Challenge: From the entries below, gather every line that contains the string "blue".

Information shown:
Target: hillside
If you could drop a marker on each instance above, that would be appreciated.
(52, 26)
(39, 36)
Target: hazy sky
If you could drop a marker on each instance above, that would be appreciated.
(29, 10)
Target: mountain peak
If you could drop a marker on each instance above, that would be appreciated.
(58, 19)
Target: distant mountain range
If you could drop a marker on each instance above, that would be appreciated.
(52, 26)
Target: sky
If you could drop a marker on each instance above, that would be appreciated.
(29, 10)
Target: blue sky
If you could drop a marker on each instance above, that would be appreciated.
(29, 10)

--

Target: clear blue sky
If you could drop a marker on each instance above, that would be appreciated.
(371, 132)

--

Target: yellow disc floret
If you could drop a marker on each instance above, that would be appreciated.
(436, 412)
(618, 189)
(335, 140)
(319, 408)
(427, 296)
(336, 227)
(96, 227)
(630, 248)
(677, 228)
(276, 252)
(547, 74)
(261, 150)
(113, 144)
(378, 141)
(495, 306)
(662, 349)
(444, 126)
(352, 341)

In response:
Target: blue sky
Target: clear blue sky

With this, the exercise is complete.